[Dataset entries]
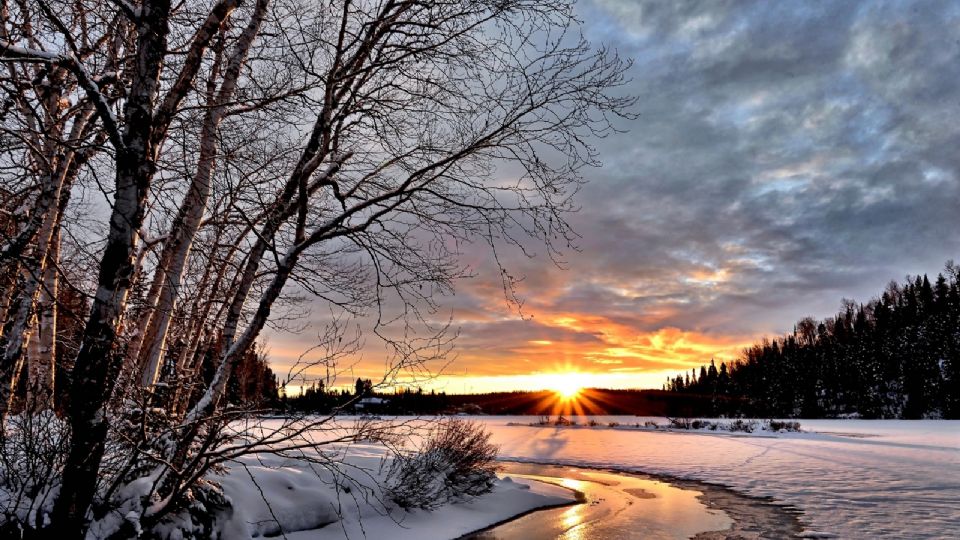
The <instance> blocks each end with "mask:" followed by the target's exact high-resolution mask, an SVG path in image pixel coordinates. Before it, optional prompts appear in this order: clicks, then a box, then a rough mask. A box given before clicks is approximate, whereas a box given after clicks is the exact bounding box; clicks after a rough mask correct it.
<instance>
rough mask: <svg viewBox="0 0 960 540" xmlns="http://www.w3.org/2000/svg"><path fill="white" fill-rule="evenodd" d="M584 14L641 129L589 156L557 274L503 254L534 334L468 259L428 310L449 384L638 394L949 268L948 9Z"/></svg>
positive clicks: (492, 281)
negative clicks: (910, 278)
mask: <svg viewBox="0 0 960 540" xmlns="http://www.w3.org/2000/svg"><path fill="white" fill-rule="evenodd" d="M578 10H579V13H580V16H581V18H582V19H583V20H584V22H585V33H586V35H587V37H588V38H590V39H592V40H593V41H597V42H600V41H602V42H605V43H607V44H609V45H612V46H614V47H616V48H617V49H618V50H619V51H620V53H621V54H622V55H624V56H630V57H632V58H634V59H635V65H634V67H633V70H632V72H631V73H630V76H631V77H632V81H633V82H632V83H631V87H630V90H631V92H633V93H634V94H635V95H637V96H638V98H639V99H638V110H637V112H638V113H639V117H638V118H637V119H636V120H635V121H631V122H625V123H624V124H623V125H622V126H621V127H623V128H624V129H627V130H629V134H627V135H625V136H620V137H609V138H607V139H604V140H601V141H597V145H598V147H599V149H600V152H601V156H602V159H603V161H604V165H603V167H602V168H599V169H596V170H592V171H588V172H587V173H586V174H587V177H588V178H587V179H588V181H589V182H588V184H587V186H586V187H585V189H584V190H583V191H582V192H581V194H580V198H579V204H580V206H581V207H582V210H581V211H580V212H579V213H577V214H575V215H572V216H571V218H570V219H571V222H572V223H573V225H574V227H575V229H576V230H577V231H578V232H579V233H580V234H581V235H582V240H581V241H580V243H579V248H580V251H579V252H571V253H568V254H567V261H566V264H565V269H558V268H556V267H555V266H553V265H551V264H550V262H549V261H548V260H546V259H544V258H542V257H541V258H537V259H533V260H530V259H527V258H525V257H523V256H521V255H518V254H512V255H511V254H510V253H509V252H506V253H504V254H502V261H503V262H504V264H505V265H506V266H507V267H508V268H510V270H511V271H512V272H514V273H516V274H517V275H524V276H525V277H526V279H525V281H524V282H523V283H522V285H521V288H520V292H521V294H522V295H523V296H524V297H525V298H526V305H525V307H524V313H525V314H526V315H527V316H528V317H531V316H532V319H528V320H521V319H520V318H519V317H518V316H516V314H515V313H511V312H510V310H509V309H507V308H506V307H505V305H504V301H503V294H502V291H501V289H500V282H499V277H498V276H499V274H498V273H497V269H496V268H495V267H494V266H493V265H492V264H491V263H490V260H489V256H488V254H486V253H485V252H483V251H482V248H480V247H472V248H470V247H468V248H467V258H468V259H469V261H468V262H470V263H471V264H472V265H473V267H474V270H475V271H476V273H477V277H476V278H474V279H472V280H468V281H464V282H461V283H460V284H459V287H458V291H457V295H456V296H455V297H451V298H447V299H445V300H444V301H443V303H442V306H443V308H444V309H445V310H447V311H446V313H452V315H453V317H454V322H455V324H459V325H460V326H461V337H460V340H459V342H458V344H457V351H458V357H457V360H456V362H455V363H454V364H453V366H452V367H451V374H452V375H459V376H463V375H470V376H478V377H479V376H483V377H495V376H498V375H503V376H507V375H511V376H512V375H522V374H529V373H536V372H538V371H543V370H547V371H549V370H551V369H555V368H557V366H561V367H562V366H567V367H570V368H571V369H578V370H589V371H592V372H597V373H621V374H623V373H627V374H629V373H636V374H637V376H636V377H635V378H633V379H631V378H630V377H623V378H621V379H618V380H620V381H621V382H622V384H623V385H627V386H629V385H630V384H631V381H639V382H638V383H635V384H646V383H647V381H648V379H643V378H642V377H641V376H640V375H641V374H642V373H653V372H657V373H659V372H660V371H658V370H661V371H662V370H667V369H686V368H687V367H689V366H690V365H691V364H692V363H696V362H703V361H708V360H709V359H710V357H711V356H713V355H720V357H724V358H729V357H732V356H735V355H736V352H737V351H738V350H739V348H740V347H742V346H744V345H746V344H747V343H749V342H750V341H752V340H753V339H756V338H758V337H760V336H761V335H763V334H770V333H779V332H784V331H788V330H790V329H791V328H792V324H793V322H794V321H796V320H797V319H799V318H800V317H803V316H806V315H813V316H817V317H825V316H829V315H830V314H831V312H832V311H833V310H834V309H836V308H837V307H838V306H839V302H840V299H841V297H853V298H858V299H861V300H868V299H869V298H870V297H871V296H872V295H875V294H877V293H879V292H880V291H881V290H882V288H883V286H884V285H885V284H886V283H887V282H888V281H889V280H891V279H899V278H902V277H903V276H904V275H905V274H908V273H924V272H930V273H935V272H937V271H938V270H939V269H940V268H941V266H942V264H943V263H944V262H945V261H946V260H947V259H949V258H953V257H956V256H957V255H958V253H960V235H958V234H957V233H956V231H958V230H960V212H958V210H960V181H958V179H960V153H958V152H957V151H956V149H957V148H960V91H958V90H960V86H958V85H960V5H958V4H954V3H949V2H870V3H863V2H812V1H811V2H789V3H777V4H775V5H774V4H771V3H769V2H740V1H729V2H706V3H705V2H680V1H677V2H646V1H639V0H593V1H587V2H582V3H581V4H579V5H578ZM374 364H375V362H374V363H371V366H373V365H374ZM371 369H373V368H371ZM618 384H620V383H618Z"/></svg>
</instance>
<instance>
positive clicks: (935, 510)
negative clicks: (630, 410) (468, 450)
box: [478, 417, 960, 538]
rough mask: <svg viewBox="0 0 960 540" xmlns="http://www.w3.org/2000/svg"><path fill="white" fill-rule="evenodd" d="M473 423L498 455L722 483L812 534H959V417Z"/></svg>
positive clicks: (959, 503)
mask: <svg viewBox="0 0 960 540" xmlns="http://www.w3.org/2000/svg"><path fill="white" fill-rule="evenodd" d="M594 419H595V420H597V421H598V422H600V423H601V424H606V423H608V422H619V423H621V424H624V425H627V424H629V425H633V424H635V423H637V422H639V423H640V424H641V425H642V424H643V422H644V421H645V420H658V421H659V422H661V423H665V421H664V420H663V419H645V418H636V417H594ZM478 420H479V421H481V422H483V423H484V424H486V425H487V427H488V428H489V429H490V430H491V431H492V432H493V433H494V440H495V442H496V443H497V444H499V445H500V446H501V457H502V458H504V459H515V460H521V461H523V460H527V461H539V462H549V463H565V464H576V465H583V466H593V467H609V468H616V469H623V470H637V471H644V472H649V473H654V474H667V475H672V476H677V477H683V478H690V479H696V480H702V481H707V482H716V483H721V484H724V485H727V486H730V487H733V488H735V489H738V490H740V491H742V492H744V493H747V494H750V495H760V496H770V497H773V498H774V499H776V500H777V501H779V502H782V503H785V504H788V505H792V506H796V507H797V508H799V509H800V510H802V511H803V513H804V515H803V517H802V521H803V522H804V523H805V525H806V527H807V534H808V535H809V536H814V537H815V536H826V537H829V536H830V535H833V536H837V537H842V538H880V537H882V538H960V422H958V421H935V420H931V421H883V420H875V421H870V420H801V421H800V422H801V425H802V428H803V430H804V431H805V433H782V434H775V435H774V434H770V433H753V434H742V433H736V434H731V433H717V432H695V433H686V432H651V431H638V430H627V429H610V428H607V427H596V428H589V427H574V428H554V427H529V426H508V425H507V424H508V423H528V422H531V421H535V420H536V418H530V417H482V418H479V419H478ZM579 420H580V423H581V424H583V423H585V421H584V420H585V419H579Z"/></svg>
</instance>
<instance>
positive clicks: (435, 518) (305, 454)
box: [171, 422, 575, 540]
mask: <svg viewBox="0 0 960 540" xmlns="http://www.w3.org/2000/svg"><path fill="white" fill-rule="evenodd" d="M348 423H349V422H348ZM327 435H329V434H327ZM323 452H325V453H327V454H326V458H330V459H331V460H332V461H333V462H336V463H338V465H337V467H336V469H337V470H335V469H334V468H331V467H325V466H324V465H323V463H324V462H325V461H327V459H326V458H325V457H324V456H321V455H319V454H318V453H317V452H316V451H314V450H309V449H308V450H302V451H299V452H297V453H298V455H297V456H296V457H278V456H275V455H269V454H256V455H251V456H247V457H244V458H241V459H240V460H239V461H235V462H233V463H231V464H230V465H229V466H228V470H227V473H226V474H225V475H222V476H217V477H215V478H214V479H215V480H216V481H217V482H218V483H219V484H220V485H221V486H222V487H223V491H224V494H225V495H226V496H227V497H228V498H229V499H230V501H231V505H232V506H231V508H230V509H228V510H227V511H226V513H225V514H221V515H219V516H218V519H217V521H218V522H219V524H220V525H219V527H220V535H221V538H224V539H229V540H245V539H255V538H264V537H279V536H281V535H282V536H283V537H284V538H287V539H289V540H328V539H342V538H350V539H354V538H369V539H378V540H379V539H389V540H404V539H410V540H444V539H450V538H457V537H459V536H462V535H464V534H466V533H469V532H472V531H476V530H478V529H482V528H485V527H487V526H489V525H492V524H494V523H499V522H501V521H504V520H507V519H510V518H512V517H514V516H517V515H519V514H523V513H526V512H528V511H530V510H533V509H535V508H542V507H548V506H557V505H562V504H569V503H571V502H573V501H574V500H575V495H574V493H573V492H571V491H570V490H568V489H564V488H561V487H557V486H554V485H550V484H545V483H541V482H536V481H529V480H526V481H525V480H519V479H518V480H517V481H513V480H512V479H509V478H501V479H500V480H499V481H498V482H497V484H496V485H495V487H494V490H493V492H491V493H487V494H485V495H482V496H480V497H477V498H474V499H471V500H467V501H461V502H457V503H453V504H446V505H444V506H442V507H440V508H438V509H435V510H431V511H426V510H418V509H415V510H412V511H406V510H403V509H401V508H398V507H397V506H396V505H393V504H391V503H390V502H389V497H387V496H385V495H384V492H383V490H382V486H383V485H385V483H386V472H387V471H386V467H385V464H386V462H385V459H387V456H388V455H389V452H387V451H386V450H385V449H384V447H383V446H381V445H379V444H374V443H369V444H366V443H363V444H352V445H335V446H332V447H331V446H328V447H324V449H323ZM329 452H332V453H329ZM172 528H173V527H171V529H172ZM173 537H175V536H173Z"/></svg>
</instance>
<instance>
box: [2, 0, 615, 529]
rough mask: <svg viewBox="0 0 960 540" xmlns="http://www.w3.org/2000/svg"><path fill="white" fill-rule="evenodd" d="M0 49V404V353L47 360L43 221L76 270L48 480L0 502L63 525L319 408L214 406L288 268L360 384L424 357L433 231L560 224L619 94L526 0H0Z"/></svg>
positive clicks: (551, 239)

### WHAT TO DO
Copy the lines from the beginning up to and including the line with "positive clicks: (492, 281)", leaving the pictures out of your copy.

### TASK RESPONSE
The <instance> blocks each end with "mask:" followed by the target's exact high-resolution mask, an SVG path in image pixel coordinates. Before it, optional prompts appear in this order: clicks, then a box, then a rough mask. A box given before clicks is approximate, whereas a box given after clicks is the exact bounding box; clicks after a rough mask correct it.
<instance>
rough mask: <svg viewBox="0 0 960 540" xmlns="http://www.w3.org/2000/svg"><path fill="white" fill-rule="evenodd" d="M584 14L641 129L589 156L557 274L503 254L534 334L468 259L428 310L449 384L638 394L949 268L948 9Z"/></svg>
positive clicks: (492, 281)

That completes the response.